Ein völlig zugewachsener Vorgarten und verbarrikadierte Fenster und Türen.
Verbarrikadierte Fenster und Türen …

"Wow" - dachte ich bei mir, als ich im Juli 2021 das erste Mal durch Morschenich-Alt fuhr - besser gesagt: das erste Mal durch einen leergezogenen Ort überhaupt. Als Volontärin im LVR-Institut für Landeskunde und Regionalgeschichte hatte ich die Möglichkeit, das damalige Projektteam zum Strukturwandel im Rheinischen Revier auf eine Exkursion zu begleiten. Wir trafen uns mit Philipp Huntscha vom LVR-Amt für Denkmalpflege im Rheinland, der verschiedene Studien zu Morschenich angefertigt hat und uns mit zahlreichen Informationen zum seit 2013 umgesiedelten Ort versorgte.

So viel zum Rahmen meines Besuchs des alten Ortes Morschenich im Sommer 2021. In dieser geSCHICHTE möchte ich von meinen Wahrnehmungen während des Aufenthaltes im umgesiedelten Dorf berichten.

Bereits die Einfahrt nach Morschenich - von Südwesten über die L257 kommend - ist mir in Erinnerung geblieben. Ich war beeindruckt. Leere Straßen, verlassene Häuser - einfach niemand zu sehen weit und breit. Dazu dicht bewachsene Vorgärten und von Pflanzen verschlungene Türen oder Garagen. In manchen Häusern hingen noch Gardinen, andere Fenster und Türen waren verbarrikadiert.

───

## AUFGABEN
1. Über welche Landstraße ging die Einfahrt nach Morschenich laut dem Text über Morschenich?
2. Schreib aus dem Text über Morschenich den Abschnitt wortgetreu ab, der bei „Ein völlig zugewachsener“ beginnt und bei „umgesiedelten Dorf berichten.“ endet.
Das Material hat mit dem Text über Morschenich nichts zu tun.

## MATERIAL
───

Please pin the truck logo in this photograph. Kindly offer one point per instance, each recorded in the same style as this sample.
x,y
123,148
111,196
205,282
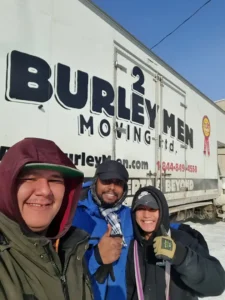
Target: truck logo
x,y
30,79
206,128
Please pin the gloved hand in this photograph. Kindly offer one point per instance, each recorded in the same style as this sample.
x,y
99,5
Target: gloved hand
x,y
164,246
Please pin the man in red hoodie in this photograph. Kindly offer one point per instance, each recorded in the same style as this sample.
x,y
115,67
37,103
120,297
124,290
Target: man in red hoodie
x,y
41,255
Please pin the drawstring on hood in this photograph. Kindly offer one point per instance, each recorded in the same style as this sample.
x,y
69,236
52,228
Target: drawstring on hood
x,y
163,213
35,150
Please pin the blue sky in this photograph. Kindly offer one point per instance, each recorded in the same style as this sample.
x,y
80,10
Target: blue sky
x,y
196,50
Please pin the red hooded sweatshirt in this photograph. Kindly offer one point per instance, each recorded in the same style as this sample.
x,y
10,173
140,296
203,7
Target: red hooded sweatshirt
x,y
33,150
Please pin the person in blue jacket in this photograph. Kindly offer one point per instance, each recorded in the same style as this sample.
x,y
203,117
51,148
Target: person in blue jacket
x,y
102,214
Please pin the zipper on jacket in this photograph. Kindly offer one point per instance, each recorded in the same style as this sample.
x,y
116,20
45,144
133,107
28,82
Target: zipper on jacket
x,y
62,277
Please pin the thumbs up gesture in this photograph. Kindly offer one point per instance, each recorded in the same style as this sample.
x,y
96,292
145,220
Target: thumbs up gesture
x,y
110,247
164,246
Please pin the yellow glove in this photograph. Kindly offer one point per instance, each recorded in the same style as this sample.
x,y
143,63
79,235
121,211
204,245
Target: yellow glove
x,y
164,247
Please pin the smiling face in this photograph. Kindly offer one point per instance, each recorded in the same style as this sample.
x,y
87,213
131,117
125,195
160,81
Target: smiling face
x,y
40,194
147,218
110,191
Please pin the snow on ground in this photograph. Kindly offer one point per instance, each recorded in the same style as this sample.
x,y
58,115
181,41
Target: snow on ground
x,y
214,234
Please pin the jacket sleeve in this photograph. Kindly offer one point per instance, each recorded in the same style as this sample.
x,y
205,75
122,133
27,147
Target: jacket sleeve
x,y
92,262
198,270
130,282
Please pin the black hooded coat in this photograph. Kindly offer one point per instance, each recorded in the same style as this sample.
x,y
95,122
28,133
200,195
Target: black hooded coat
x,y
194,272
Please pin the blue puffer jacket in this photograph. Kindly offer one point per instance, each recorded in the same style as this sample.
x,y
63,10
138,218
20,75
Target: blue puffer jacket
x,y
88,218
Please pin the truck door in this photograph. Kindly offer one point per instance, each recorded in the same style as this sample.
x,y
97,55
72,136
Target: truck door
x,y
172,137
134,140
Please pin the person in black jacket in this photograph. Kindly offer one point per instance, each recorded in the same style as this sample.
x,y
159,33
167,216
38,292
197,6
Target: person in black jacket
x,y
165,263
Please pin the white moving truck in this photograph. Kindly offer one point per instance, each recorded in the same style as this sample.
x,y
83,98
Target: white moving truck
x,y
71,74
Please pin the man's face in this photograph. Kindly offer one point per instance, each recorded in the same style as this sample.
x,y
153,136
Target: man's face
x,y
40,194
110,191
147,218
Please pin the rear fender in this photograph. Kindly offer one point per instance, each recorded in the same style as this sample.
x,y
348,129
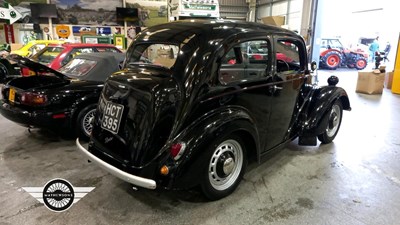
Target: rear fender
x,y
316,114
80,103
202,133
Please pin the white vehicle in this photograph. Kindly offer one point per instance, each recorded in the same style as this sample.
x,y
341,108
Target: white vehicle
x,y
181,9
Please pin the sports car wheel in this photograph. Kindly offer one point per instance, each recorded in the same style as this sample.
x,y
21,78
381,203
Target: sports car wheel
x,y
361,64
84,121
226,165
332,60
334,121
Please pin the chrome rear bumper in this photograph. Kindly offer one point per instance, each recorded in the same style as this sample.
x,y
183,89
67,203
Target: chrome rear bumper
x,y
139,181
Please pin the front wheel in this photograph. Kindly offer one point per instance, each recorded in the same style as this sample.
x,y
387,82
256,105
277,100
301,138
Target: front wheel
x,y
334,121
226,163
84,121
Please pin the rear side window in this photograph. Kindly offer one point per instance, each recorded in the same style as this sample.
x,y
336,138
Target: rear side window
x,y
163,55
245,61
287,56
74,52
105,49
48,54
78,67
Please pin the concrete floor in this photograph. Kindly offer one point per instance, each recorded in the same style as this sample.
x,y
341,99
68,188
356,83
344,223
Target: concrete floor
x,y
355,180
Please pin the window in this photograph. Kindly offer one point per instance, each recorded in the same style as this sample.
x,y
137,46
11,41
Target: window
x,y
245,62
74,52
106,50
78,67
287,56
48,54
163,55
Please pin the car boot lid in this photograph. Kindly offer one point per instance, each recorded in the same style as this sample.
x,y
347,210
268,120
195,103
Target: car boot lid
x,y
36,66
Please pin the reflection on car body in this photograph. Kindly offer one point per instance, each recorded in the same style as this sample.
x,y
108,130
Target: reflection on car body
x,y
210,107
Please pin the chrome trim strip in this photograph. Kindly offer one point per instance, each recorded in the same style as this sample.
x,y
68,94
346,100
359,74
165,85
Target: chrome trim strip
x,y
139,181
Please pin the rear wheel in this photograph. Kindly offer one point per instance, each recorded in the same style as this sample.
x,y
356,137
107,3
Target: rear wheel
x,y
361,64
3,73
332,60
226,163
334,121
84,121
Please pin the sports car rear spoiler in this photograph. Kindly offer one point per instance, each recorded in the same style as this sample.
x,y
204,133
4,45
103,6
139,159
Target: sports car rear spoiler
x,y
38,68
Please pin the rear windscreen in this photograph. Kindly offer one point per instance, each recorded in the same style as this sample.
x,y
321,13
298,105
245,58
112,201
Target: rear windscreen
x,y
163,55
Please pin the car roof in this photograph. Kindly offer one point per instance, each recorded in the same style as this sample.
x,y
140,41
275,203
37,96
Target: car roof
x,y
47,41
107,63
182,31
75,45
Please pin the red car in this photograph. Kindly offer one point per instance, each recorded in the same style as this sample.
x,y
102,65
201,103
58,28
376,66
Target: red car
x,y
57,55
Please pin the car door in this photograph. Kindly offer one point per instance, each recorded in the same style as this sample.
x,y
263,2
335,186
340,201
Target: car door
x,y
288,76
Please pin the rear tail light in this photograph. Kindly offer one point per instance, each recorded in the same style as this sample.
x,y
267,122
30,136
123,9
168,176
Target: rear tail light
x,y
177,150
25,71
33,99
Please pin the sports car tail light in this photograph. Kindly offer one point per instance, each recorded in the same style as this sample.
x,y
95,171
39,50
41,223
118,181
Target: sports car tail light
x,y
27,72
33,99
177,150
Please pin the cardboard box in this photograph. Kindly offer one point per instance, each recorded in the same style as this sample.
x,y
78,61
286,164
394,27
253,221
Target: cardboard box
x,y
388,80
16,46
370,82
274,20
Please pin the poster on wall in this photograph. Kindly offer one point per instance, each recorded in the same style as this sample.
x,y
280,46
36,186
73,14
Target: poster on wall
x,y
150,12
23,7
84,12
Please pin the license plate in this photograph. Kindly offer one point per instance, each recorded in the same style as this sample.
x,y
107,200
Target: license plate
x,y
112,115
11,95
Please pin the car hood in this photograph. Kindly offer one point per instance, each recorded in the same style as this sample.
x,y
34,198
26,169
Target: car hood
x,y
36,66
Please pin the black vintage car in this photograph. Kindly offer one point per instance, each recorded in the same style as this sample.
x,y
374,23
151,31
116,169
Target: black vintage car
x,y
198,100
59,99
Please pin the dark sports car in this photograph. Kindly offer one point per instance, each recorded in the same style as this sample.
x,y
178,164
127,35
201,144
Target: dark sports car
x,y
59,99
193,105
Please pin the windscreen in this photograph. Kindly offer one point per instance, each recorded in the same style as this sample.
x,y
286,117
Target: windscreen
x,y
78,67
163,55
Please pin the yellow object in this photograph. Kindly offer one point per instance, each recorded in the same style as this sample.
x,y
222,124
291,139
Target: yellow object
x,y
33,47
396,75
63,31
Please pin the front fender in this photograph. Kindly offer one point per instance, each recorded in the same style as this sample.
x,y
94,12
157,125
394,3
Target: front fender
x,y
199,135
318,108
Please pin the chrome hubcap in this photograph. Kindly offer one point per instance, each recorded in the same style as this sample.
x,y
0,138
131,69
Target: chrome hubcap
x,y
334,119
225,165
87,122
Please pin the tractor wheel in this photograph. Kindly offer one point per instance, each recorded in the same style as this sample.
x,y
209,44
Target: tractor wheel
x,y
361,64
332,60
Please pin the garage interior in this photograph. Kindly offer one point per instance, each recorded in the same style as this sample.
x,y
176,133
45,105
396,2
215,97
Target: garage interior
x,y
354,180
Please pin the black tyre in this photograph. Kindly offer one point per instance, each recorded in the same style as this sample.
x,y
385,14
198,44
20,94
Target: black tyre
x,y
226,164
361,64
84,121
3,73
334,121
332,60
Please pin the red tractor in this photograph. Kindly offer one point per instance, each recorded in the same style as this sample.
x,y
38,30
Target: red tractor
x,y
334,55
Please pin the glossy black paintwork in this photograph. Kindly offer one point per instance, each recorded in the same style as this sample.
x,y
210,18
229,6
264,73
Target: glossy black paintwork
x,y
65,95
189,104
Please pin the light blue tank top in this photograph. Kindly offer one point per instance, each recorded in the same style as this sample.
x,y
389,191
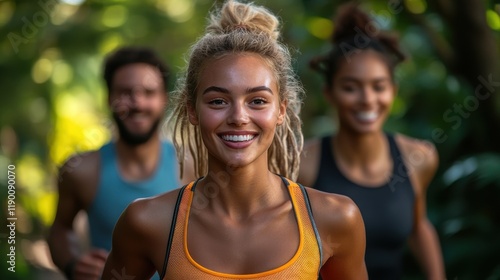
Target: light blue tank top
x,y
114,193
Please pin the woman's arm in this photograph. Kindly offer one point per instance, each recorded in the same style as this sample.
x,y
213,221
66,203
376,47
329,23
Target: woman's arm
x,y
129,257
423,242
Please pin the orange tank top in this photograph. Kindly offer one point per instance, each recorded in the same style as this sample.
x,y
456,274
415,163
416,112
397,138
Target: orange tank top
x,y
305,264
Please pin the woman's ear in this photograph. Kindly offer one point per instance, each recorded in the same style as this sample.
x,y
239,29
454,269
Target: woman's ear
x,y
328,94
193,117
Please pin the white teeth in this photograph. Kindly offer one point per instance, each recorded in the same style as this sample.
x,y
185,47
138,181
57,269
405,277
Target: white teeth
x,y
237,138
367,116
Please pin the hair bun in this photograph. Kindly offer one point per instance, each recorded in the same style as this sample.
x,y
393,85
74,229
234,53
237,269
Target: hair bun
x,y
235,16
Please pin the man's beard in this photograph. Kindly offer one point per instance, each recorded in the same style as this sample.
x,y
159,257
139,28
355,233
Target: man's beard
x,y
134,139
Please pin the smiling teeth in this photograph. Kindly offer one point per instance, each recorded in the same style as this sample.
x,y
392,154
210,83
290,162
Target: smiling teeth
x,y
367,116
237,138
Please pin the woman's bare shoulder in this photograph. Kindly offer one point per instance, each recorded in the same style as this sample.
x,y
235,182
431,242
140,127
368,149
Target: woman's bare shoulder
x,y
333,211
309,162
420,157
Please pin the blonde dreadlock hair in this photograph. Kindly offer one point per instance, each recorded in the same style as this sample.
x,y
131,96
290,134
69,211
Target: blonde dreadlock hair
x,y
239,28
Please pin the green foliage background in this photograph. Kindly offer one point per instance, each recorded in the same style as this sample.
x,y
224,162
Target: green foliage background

───

## ANTWORTEN
1. Über die L257, von Südwesten kommend.

2.
Ein völlig zugewachsener Vorgarten und verbarrikadierte Fenster und Türen.
Verbarrikadierte Fenster und Türen …

"Wow" - dachte ich bei mir, als ich im Juli 2021 das erste Mal durch Morschenich-Alt fuhr - besser gesagt: das erste Mal durch einen leergezogenen Ort überhaupt. Als Volontärin im LVR-Institut für Landeskunde und Regionalgeschichte hatte ich die Möglichkeit, das damalige Projektteam zum Strukturwandel im Rheinischen Revier auf eine Exkursion zu begleiten. Wir trafen uns mit Philipp Huntscha vom LVR-Amt für Denkmalpflege im Rheinland, der verschiedene Studien zu Morschenich angefertigt hat und uns mit zahlreichen Informationen zum seit 2013 umgesiedelten Ort versorgte.

So viel zum Rahmen meines Besuchs des alten Ortes Morschenich im Sommer 2021. In dieser geSCHICHTE möchte ich von meinen Wahrnehmungen während des Aufenthaltes im umgesiedelten Dorf berichten.